-- INPUT DATA follows --

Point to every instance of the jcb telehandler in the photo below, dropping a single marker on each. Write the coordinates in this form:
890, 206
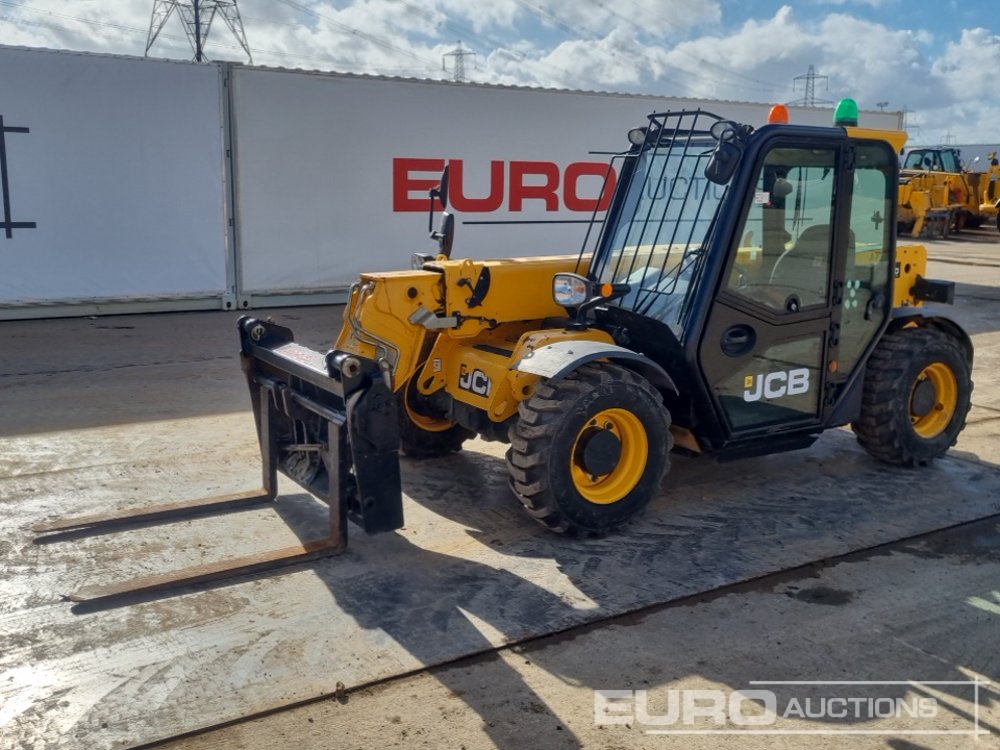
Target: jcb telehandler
744, 293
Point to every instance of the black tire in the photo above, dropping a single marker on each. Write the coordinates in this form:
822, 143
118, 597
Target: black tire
917, 393
424, 433
554, 437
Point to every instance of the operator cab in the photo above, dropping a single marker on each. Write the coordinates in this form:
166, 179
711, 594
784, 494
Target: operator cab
766, 287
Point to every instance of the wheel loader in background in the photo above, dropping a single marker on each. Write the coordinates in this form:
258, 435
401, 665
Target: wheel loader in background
938, 196
742, 294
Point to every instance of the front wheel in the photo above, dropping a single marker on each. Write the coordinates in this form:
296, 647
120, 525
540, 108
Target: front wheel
917, 393
588, 452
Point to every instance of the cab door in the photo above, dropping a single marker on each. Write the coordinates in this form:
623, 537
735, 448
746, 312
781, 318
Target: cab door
764, 351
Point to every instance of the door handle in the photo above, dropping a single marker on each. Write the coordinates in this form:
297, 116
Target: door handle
738, 340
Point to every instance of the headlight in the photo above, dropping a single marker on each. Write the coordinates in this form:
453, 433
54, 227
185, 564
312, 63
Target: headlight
570, 290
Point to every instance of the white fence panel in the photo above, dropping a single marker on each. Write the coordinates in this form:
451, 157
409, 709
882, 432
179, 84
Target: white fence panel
122, 173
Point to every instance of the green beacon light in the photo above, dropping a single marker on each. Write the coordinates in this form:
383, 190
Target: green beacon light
847, 114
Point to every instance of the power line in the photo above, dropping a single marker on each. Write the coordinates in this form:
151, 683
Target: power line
197, 17
457, 56
809, 99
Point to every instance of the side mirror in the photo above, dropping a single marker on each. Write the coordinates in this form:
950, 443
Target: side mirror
728, 151
441, 193
722, 166
445, 235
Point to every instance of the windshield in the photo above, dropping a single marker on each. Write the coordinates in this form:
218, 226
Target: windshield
654, 242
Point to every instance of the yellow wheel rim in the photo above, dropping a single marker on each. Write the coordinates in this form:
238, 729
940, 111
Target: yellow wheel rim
936, 420
617, 483
428, 424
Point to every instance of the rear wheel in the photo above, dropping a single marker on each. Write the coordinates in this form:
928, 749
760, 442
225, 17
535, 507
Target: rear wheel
423, 432
917, 393
588, 452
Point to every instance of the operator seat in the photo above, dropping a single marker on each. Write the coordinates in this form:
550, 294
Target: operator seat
802, 269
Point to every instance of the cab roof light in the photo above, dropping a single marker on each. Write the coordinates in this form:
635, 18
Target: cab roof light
778, 114
846, 115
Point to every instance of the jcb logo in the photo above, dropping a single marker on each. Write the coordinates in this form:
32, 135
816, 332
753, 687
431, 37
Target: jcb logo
477, 382
776, 384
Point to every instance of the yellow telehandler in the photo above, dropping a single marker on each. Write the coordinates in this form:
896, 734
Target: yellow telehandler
742, 294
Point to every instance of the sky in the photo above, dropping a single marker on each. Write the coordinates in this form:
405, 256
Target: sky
937, 61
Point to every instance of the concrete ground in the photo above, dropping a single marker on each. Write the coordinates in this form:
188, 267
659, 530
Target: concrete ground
133, 404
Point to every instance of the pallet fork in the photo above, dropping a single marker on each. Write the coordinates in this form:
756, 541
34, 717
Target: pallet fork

-- INPUT DATA concluded --

Transcribe each record above exactly, leaving every picture out of the copy.

Point to every instance of the jcb telehandler in the photo below, dropping a single marker on each. Write the coordinates in this form:
890, 206
Target: jcb telehandler
744, 293
Point to every instance of the black tire in the photo above, dropping a single marker on each. Write the coordinates in this form:
822, 143
118, 597
Target: black tire
917, 393
424, 433
554, 437
Point to every instance of the operator cab in the photo above, dropping a single marker on each. Write the coordinates in this form:
166, 179
711, 594
784, 494
Target: operator cab
766, 287
Point to every instance of the wheel loader in background in the photo above, dropping a single marker on each. Write the coordinates in this form:
258, 435
401, 665
Target: wheel loader in background
938, 196
742, 294
Point to every instance of the front wheel in the photo above, dropping a single marker on each. Write the coordinates in this form:
296, 647
120, 525
540, 108
Target: front wheel
917, 393
588, 452
Point to every instance of the cab door in the photo above, dropping a single marker on each. Write the coordinates in this form:
623, 537
735, 448
746, 312
781, 318
Target: cab door
764, 351
Point to every instance of the door handle in the photo above, dropping a single marker on each. Write the coordinates in this form:
297, 116
Target: door handle
738, 340
Point to every instance of the headlight in the photo above, dropping a single marker on each. Write the coordinates in this form:
453, 433
54, 227
185, 564
312, 63
Target: headlight
570, 290
Point to every instance of the white fence panel in the photo above, dropping a single marker on each. Write the coordinates in this form:
451, 157
409, 709
882, 432
179, 84
Target: white fence panel
122, 173
Point to every instance of the green beacon light in the photo above, dropping a single marker on each. Write the coordinates in this form:
383, 190
Target: green beacon light
847, 114
Point to every instance of the power line in the photo above, dropping a single marker on each. Write the coordinates in this form:
151, 683
Target: power line
197, 17
457, 56
809, 99
Point to every instance of the side mirror in the photo above, dropping a single marker on each. Write the coordinates in this form:
950, 443
Target: side mirror
728, 151
441, 193
722, 166
445, 235
Point to every instance of the windshield in the photo above, dropping a single marker on each. Write the coordinates in this form:
218, 226
Target: windshield
654, 242
Point to every instance of the yellow wheel rim in the photo above, dropping a single marker on each. Write the coordinates in this form:
238, 729
940, 111
Target: yellow wheel rim
936, 420
617, 483
428, 424
Point to every instance of the rear wheel in the photo above, dropping a single marker on each. Write the coordinates in this form:
928, 749
760, 442
225, 17
535, 507
Target: rear wheel
423, 432
917, 393
588, 452
Point to every instance of the operator seat in the photo above, dropping a single marker on each. Write the coordinates in this form:
550, 294
Target: operator seat
802, 269
Point to every instance of the cab roof light in the photo above, dropping a single marker on each. Write the coordinates in this form:
635, 18
Target: cab roof light
778, 114
846, 115
Point to every instance of the jcb logo in the photo above, dropping a single marker on each. Write the coordinates in this form:
32, 135
816, 332
753, 687
431, 37
Target: jcb logo
477, 382
776, 384
Point to every instance of the yellow telehandler in the photo above, dropping a single marker on each. Write the coordinates in this form:
896, 734
Target: yellow telehandler
742, 294
Point to every instance of the sky in the photo above, dropping a single marker on each. Write the coordinates in this form:
405, 256
Target: sky
937, 61
Point to every instance of the concrete ground in the photo above, dropping a single marker on each. Write the coordinates in this form:
188, 267
659, 530
Target: concrete ground
133, 404
Point to every instance of the pallet fork in the photo above, dropping a single marker on each. Write the coordinates in this form:
756, 541
34, 717
Target: pallet fork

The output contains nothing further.